Data provided:
---*---
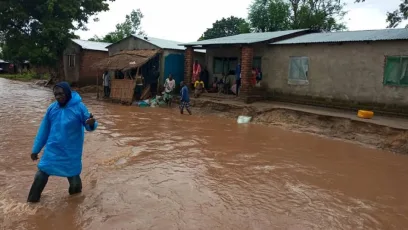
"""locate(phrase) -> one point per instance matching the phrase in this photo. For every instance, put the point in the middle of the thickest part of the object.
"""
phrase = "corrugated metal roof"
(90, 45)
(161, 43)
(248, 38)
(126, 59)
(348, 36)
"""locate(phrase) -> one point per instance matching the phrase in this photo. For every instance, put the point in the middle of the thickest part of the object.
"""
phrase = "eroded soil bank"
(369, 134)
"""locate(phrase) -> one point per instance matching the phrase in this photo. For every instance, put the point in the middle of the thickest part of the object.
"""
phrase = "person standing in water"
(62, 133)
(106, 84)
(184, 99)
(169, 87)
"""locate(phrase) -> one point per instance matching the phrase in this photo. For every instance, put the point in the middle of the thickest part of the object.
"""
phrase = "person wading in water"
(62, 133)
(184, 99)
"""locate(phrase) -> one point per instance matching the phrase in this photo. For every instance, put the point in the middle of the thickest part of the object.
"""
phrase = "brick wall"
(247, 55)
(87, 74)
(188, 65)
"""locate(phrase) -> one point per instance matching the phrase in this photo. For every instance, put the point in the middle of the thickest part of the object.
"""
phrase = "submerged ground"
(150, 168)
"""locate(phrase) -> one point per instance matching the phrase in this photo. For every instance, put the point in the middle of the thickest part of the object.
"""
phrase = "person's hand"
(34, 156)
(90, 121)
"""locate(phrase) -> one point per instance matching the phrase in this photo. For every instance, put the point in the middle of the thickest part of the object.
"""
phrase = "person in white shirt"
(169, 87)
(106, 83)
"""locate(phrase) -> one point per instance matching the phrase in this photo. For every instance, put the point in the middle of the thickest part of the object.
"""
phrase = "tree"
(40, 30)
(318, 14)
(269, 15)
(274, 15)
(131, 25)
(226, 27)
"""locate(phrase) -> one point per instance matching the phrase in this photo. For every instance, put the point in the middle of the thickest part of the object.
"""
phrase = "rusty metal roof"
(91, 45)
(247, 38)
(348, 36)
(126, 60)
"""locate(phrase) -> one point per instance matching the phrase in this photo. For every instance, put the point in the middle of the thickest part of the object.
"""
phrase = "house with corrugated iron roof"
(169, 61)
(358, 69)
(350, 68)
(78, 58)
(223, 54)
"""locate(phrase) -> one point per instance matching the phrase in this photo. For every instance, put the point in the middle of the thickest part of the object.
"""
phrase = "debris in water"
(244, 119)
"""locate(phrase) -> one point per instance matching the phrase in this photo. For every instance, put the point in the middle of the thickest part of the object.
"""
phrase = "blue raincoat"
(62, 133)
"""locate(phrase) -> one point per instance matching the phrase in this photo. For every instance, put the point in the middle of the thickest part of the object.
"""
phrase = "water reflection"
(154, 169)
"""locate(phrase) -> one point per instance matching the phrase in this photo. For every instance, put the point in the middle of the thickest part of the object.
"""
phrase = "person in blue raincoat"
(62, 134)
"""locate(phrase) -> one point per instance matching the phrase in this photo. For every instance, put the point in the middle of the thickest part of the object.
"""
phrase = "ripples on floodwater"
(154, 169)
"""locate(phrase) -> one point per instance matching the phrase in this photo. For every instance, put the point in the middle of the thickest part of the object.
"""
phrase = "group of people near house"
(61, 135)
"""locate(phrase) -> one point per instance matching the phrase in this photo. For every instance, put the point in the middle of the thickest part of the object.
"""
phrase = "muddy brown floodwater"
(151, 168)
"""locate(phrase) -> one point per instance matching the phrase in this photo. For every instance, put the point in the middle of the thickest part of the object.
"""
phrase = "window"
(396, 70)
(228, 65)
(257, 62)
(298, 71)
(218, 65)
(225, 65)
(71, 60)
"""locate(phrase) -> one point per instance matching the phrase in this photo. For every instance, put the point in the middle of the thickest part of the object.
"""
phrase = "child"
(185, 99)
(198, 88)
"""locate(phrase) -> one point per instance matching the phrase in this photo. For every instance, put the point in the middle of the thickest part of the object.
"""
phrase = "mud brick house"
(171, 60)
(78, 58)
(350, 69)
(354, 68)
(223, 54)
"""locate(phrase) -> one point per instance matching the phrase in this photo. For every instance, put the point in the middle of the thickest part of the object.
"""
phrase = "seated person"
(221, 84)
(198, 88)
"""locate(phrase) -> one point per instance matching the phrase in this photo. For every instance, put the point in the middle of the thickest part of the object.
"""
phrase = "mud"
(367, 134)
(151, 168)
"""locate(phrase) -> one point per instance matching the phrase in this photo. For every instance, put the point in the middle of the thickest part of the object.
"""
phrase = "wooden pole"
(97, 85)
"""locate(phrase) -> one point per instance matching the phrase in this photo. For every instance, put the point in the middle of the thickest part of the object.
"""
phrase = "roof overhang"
---*---
What you should do:
Wherever an image appears, omit it, and retype everything else in the entries exactly.

Expected output:
"""locate(phrase) -> one point per instance matching the phrase in this photo. For every instance, put the point in the middle of the thickest part of the object.
"""
phrase = "corrugated metal roof"
(90, 45)
(161, 43)
(248, 38)
(126, 59)
(348, 36)
"""locate(phrase) -> one point per instance matching the phrase in this photo. For every instance, put the point in the middle of the thickest part of the object.
"""
phrase = "eroded soil bank"
(369, 134)
"""locate(phrase) -> one point per instance matching the phrase in this photo. For every instance, put the point in the middle of the thickest part of the object.
"""
phrase = "person standing in water"
(62, 133)
(106, 84)
(184, 99)
(169, 87)
"""locate(phrase) -> one point per instance matching the phrase in this photo. For every instance, put the point in the middle of the thickest part of the object.
"""
phrase = "person wading in water"
(62, 133)
(184, 99)
"""locate(phrase) -> one point per instance matching the phrase in this photo. For every instance, put the point in the middle of the thickest part of the object.
"""
phrase = "brick wall"
(247, 55)
(87, 74)
(188, 65)
"""locate(phrase) -> one point per instance matching the phrase in this photo. For every instance, put the point in the middle of the thickest part of the object.
"""
phrase = "submerged ground"
(150, 168)
"""locate(phrase) -> one point per instance matching the phrase in this photo. For every instance, put the point in the middle of the thickest part of the object.
"""
phrase = "person's hand"
(34, 156)
(90, 121)
"""locate(phrase) -> one point per instance matching the phrase in this photo. For every instance, put the point in the middle of the thickest part of the object.
"""
phrase = "person in white shirt"
(169, 87)
(106, 83)
"""locate(phrase) -> one point per instance matching the phrase in this photo. For every instance, put the point in the middle of the thickest part of the object.
"""
phrase = "tree"
(40, 30)
(318, 14)
(269, 15)
(274, 15)
(131, 25)
(226, 27)
"""locate(phrase) -> one point per instance matching the phrase in this photo. For every instance, put the point in the middle of the thickest part of the object.
"""
phrase = "rusty metal roof"
(91, 45)
(247, 38)
(348, 36)
(126, 60)
"""locate(phrase) -> one point per instance matching the phrase in this photo. For every instance, put the point in the middle of the thickest part of the object.
"""
phrase = "house with corrugated iron roof"
(169, 61)
(358, 69)
(350, 68)
(78, 58)
(223, 54)
"""locate(phrase) -> one point per instance matching the phrase in this photo. For every instance, put the point in the middle of the thickest part of the object.
"""
phrase = "debris in water"
(244, 119)
"""locate(phrase) -> one point per instance matching the phrase in this photo. For every instance, put the point in the middle of the thickest part of the object.
"""
phrase = "blue raincoat"
(62, 133)
"""locate(phrase) -> one point per instance matching the phrase in this photo. For every instance, put the point in the middle of the thickest part of the object.
"""
phrase = "water reflection"
(154, 169)
"""locate(phrase) -> one point per instance matching the phrase in this photo. For every instance, put the point in the middle of the thickest part of the object.
"""
phrase = "person in blue raincoat"
(62, 134)
"""locate(phrase) -> one point per instance matching the phrase in this photo. For every instance, put the point in the middle of the thickest part of the object.
"""
phrase = "ripples on floodwater"
(154, 169)
"""locate(phrase) -> one point per instance matching the phrase in this photo. For every instance, put the point in the middle of the thickest part of the object.
"""
phrase = "group of people near house"
(61, 135)
"""locate(phrase) -> one point per instance matching the phrase in this photo. For every instance, put the point in the middle of the thickest part of the object.
"""
phrase = "muddy brown floodwater"
(151, 168)
"""locate(phrase) -> one point per instance matching the phrase in this photo. For every instance, put the point in the middle of the thickest part of the object.
"""
phrase = "window"
(396, 70)
(228, 65)
(257, 62)
(298, 71)
(218, 65)
(225, 65)
(71, 60)
"""locate(phrase) -> one point per instance matching the phrase in this photo. For every instance, put the point in the middle of the thickest part of the object.
"""
phrase = "child"
(185, 99)
(198, 88)
"""locate(phrase) -> one point per instance matching the phrase in this photo. For every instance, put the point in the middle of the thickest part of the object.
"""
phrase = "mud brick house"
(171, 60)
(78, 58)
(350, 69)
(354, 68)
(223, 54)
"""locate(phrase) -> one point per instance matching the phrase in this photo. For every instance, put the point in the middle of the thickest part of the object.
"""
phrase = "seated person"
(221, 84)
(198, 88)
"""locate(phrase) -> one point per instance matching the phrase in this photo. For every instance, put the point in the middle of the thickest part of the object.
"""
phrase = "mud"
(367, 134)
(151, 168)
"""locate(phrase) -> one point per instance matching the phrase in this photo. For every instance, put the point in the middle of the thickest part of the object.
"""
phrase = "wooden pole"
(97, 85)
"""locate(phrase) -> one point per instance matching the phrase in this photo. For every instance, put the point in the middle of the thickest part of the object.
"""
phrase = "roof overhang"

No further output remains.